## Objetivos:
- 1) Localize nas linhas todas as que contêm a cadeia "column" e copie-as integralmente, distinguindo maiúsculas de minúsculas.
- 2) Dê seguimento ao texto sobre a investigação ao grupo Altice a partir do ponto em que termina.

O principal visado neste processo, o cofundador da Altice, Armando Pereira, estava previsto começar a ser ouvido hoje por um juiz, mas o interrogatório deverá começar apenas na quarta-feira.

Eis alguns pontos essenciais desta investigação com cerca de três anos e que aponta para suspeitas dos crimes de corrupção no setor privado, fraude fiscal, branqueamento de capitais e falsificação.

As suspeitas do Ministério Público

O Departamento Central de Investigação e Ação Penal (DCIAP) do Ministério Público (MP), em colaboração com a Autoridade Tributária (AT), lançou no dia 13 de julho uma operação com cerca de 90 buscas domiciliárias e não domiciliárias, que abrangeram instalações de empresas e escritórios de advogados em vários pontos do país, resultando em três detidos e na apreensão de documentos e viaturas de luxo avaliadas em cerca de 20 milhões de euros.

O MP entende que terá ocorrido uma “viciação do processo decisório do Grupo Altice, em sede de contratação, com práticas lesivas das próprias empresas daquele grupo e da concorrência”, que apontam para corrupção privada na forma ativa e passiva. O Estado terá também sido prejudicado com uma fraude fiscal “superior a 100 milhões de euros”.

Em causa estão ainda indícios de “aproveitamento abusivo da taxação reduzida aplicada em sede de IRC na Zona Franca da Madeira” através da domiciliação fiscal fictícia de pessoas e empresas, a que se soma a suspeita da utilização de sociedades offshore, indiciando os crimes de branqueamento e falsificação.

A influência de Armando Pereira

O cofundador da Altice Armando Pereira, que ficou detido no dia 13 na sequência das buscas, será alegadamente o líder de um esquema que, segundo o Ministério Público, terá lesado o Estado e o grupo empresarial em centenas de milhões de euros através do envolvimento de dezenas de sociedades controladas de forma indireta pelo seu homem de confiança, Hernâni Vaz Antunes.

O empresário terá utilizado a sua influência no grupo para controlar as decisões de contratação de fornecedores, que, alegadamente, passariam também a ter de contratar serviços a empresas controladas por Hernâni Vaz Antunes para conseguirem os contratos com a Altice.

A influência de Armando Pereira terá também sido concretizada na alienação de imóveis da Altice em Lisboa, cuja venda a empresas na órbita de Hernâni Vaz Antunes terá ficado por valores bastante abaixo da posterior revenda, com mais-valias de vários milhões de euros.

Itens de um conjunto de dados
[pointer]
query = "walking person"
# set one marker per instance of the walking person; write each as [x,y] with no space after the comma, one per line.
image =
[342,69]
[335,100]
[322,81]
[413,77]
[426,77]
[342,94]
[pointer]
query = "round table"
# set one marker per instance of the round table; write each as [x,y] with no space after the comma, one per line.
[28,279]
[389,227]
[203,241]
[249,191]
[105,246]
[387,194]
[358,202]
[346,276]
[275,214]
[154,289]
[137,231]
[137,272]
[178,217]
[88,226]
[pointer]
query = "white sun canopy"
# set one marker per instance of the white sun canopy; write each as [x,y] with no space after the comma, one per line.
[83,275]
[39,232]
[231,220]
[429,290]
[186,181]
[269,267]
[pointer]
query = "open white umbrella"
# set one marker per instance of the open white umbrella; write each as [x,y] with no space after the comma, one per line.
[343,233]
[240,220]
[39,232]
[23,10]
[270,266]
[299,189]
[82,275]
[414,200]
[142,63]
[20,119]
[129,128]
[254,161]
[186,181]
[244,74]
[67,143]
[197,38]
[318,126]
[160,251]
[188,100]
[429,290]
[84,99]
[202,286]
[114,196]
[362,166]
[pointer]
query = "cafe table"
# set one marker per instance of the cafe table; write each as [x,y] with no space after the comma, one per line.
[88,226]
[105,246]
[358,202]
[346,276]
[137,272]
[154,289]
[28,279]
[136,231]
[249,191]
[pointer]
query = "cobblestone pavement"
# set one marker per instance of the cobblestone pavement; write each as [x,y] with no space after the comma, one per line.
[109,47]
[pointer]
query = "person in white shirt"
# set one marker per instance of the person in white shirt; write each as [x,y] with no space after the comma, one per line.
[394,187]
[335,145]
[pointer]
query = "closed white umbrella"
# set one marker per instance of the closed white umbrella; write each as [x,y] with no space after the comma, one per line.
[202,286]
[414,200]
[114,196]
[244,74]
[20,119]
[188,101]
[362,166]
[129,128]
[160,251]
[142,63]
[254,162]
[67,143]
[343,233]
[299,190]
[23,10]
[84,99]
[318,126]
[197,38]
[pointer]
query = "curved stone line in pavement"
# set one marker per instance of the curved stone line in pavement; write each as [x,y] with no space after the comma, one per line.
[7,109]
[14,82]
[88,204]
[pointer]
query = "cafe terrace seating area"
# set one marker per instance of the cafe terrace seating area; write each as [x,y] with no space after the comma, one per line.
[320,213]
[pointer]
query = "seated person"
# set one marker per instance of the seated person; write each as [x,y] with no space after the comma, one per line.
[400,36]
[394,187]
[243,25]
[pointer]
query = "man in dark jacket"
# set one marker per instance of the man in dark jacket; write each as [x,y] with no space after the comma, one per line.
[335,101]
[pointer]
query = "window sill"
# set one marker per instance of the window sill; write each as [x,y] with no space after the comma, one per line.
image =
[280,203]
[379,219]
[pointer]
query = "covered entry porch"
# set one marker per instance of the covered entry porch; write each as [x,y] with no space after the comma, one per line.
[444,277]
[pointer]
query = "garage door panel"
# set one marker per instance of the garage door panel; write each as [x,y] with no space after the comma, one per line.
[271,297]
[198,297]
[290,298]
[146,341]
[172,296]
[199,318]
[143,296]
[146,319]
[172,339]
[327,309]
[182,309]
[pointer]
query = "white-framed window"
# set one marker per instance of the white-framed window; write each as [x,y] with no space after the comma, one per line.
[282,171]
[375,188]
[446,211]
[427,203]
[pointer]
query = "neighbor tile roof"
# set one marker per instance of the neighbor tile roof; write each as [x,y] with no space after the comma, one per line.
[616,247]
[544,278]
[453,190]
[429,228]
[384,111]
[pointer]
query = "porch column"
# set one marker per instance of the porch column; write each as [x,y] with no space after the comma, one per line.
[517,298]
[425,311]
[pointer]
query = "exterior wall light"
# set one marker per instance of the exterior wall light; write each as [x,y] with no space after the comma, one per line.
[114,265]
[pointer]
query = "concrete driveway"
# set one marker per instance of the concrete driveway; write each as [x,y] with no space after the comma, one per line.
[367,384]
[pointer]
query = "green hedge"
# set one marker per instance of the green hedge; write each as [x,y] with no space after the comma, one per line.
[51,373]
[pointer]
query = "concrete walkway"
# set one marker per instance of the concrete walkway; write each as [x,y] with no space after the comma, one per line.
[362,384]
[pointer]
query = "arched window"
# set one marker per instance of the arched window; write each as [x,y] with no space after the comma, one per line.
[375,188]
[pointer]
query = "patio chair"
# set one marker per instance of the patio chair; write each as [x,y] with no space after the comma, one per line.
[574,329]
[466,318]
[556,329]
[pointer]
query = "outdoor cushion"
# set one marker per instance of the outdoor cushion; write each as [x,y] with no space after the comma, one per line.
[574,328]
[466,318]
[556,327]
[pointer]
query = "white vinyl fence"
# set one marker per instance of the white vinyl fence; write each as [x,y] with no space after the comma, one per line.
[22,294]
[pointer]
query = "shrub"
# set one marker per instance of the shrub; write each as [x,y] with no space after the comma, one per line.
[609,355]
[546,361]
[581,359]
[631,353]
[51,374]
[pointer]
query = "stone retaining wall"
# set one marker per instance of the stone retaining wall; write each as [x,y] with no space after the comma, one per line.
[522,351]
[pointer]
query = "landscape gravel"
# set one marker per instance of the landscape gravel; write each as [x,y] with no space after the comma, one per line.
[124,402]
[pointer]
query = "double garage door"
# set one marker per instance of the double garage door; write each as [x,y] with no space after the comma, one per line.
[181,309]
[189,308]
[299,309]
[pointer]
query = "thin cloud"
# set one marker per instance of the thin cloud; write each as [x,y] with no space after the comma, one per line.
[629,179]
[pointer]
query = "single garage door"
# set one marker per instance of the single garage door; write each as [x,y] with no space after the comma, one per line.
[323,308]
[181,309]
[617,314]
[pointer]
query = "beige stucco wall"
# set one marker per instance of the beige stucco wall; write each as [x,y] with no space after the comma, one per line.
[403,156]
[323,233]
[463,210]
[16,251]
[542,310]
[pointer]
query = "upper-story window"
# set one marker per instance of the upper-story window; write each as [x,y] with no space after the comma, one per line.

## As respostas:
- 1)
query = "porch column"
# set one marker per instance of the porch column; write each as [x,y] with no space after the comma, one per line.

- 2)
Os outros arguidos

Jéssica Antunes, Álvaro Gil Loureiro e Hernâni Vaz Antunes são os outros arguidos da “Operação Picoas”. Jéssica Antunes, filha de Hernâni Vaz Antunes e apontada pelo Ministério Público como ‘testa de ferro’ do pai em diversas empresas, foi a primeira a prestar declarações perante o juiz Carlos Alexandre, no Tribunal Central de Instrução Criminal, entre sábado e segunda-feira.

O interrogatório prosseguiu com Álvaro Gil Loureiro, economista que tem ligação a diversas empresas associadas aos negócios em torno da Altice e que estão igualmente ligadas a Hernâni Vaz Antunes.

Já Hernâni Vaz Antunes, conhecido como ‘braço direito’ de Armando Pereira, estava entre os visados da operação, mas não foi localizado e acabou por só se entregar numa esquadra da PSP no Porto no sábado à noite, aguardando detido pelo seu interrogatório. É suspeito de obter comissões milionárias em vários negócios e de colocar ‘testas de ferro’ à frente de empresas para contratos de fornecimento à Altice.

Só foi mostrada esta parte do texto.